About this task
Reproduce the passage on goat's milk for infants, from "As mentioned, goat’s" up to and including "proteins and fats.".

===== Passage shown

Goat’s Milk and Your Baby – Is Goat’s Milk Good for Lactose Intolerant Babies?
Parents of lactose intolerant infants, or infants with a cow’s milk protein allergy, often wonder if their babies might benefit from goat’s milk.
A lactose intolerant baby, and even a baby with a cow milk protein allergy, may benefit from goat milk based food products. Many parents have been told that goat’s milk may settle easier and also digest easier in the tummy of a baby with a known lactose intolerance. However, goat’s milk is not lactose free; it actually contains lactose and not all babies will benefit from goat milk based foods.
As mentioned, goat’s milk is NOT lactose free but it does contain less lactose than cow’s milk. The lactose level in goat’s milk is only slightly lower than the lactose found in cow’s milk. The main benefit of using goat’s milk for babies who may have a cow milk allergy or lactose intolerance, is the make up of the goat’s milk proteins and fats.
The big advantage of goat’s milk is that it is said to contain less “allergenic” proteins. The proteins in goats milk form smaller “curds” as the stomach acids bind to the proteins and then begin digestion. This makes the proteins found in goat’s milk more easily digested in baby’s tummy. For an infant who might have a cow’s milk allergy to cow’s milk proteins, goat’s milk may also settle better in baby’s tummy.
Goat’s milk also has a different fat makeup when compared to cow’s milk. A baby with a cow milk allergy or even reflux might benefit from goat’s milk due to its fats.

==========
===== Dataset extract

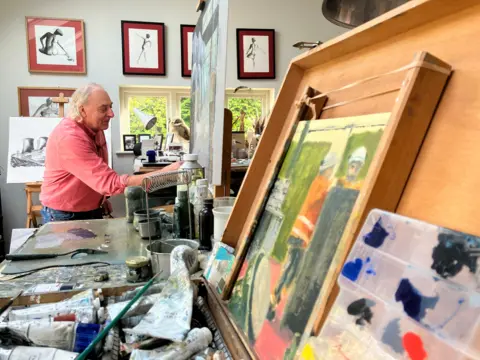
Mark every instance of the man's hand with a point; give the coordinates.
(107, 208)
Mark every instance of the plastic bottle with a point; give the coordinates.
(201, 194)
(206, 225)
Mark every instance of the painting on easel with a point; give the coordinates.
(299, 230)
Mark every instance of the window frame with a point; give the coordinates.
(174, 94)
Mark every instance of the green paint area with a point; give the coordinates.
(370, 141)
(301, 166)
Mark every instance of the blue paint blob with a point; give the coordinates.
(414, 303)
(351, 270)
(377, 236)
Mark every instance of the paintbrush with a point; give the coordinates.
(114, 322)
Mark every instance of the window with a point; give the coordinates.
(166, 103)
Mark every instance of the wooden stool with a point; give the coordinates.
(33, 211)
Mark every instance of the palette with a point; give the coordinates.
(113, 235)
(408, 289)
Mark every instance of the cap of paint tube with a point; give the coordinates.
(84, 335)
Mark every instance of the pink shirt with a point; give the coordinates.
(77, 175)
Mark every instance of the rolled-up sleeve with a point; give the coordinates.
(79, 157)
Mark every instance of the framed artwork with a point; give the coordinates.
(129, 141)
(37, 101)
(256, 53)
(143, 48)
(186, 40)
(142, 137)
(55, 45)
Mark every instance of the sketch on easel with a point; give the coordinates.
(27, 144)
(298, 232)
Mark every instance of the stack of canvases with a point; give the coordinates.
(408, 290)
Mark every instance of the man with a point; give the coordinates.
(77, 178)
(303, 227)
(355, 164)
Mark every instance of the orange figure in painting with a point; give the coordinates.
(302, 230)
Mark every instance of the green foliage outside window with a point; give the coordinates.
(185, 110)
(152, 106)
(252, 108)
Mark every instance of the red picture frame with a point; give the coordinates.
(143, 48)
(55, 45)
(256, 53)
(186, 32)
(31, 98)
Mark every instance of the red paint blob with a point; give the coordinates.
(413, 344)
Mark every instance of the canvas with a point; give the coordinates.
(298, 232)
(209, 59)
(27, 143)
(408, 288)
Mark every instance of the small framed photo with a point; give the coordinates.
(143, 48)
(256, 53)
(37, 101)
(186, 39)
(129, 142)
(142, 137)
(55, 45)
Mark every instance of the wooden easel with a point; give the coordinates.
(34, 211)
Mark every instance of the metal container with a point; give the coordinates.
(142, 215)
(160, 254)
(152, 228)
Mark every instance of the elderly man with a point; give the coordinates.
(77, 178)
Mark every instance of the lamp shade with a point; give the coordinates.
(148, 121)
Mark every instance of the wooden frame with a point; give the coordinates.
(25, 91)
(242, 71)
(127, 136)
(185, 31)
(160, 68)
(76, 54)
(410, 93)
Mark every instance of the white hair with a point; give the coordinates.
(80, 97)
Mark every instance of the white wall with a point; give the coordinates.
(293, 21)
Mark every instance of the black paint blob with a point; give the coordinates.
(361, 309)
(414, 303)
(453, 252)
(377, 236)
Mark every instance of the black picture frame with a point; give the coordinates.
(127, 138)
(270, 73)
(146, 136)
(184, 30)
(161, 70)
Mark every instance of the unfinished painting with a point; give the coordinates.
(299, 230)
(27, 142)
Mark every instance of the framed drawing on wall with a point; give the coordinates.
(143, 48)
(55, 45)
(37, 101)
(186, 38)
(256, 53)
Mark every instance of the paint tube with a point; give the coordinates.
(37, 353)
(48, 311)
(59, 335)
(140, 307)
(170, 317)
(197, 340)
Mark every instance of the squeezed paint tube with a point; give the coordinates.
(59, 335)
(37, 353)
(140, 307)
(196, 340)
(82, 314)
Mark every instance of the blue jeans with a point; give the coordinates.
(59, 215)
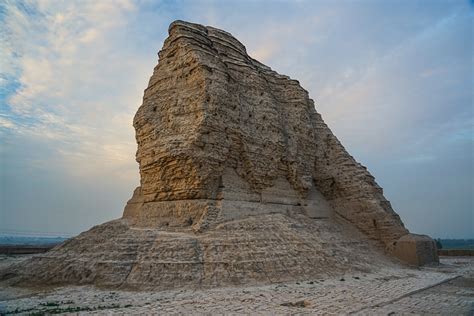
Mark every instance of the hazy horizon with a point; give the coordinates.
(393, 80)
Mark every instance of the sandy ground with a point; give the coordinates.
(447, 289)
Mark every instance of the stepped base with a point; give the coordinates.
(257, 250)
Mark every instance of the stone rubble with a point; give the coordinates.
(242, 183)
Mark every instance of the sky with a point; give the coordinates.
(392, 79)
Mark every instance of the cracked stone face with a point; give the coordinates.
(242, 182)
(221, 136)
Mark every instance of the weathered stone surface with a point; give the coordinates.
(228, 137)
(417, 250)
(241, 182)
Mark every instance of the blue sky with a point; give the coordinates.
(393, 80)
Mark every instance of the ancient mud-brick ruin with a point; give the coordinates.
(242, 182)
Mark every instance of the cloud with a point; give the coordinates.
(69, 63)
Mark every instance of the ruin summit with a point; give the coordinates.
(241, 182)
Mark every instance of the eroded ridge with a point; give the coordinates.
(242, 182)
(223, 136)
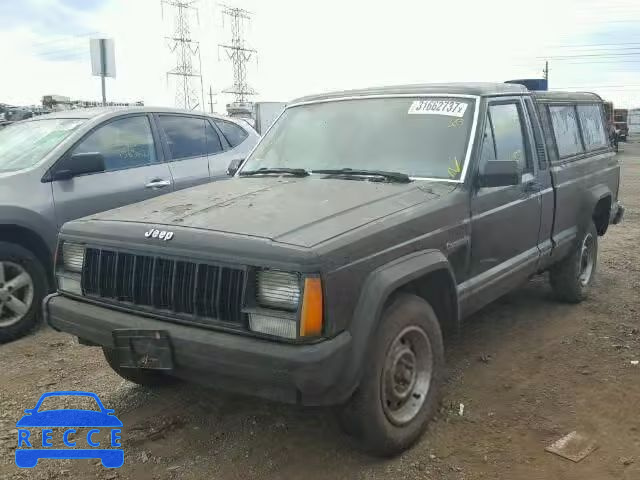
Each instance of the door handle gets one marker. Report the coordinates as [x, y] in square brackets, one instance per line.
[532, 187]
[157, 183]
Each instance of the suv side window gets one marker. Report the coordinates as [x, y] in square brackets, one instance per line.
[565, 129]
[591, 122]
[189, 136]
[508, 134]
[232, 132]
[124, 143]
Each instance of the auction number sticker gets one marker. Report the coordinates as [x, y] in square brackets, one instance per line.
[438, 107]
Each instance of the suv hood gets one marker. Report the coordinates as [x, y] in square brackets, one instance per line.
[296, 211]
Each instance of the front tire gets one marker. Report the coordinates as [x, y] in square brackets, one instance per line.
[399, 390]
[571, 278]
[23, 285]
[141, 376]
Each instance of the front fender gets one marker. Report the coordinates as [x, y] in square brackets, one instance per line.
[377, 288]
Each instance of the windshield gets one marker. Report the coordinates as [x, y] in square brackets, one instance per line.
[22, 145]
[422, 137]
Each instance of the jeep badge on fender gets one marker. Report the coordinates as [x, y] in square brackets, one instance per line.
[159, 234]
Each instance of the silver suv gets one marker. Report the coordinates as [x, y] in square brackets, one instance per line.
[66, 165]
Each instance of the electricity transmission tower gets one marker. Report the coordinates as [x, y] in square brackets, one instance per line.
[238, 53]
[188, 79]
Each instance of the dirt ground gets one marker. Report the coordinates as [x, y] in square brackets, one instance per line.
[527, 369]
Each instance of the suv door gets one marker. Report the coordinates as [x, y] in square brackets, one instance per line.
[505, 221]
[190, 142]
[134, 170]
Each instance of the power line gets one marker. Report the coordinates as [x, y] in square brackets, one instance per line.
[187, 52]
[238, 53]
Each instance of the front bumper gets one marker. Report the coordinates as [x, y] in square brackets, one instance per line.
[306, 374]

==========

Exercise output
As mentioned, goat’s milk is NOT lactose free but it does contain less lactose than cow’s milk. The lactose level in goat’s milk is only slightly lower than the lactose found in cow’s milk. The main benefit of using goat’s milk for babies who may have a cow milk allergy or lactose intolerance, is the make up of the goat’s milk proteins and fats.